[Task data]
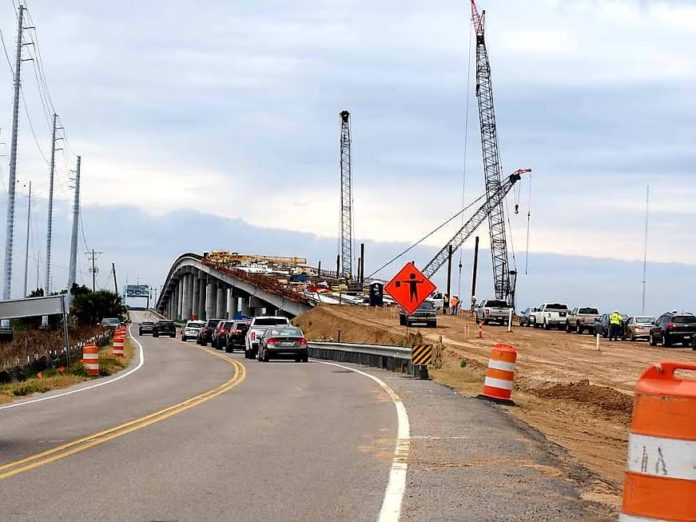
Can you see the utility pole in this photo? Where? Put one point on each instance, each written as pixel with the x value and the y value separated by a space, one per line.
pixel 113 270
pixel 26 252
pixel 9 237
pixel 49 234
pixel 473 278
pixel 72 271
pixel 94 268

[Task prompt]
Print the text of the item above line for line, word for word, leaving out the picture.

[Exercise answer]
Can you see the utility pole in this photo? Where? Put one point on each instance, each written as pixel with the x value and the y value separated by a space, one per line.
pixel 113 270
pixel 26 252
pixel 9 237
pixel 49 234
pixel 473 278
pixel 72 271
pixel 94 268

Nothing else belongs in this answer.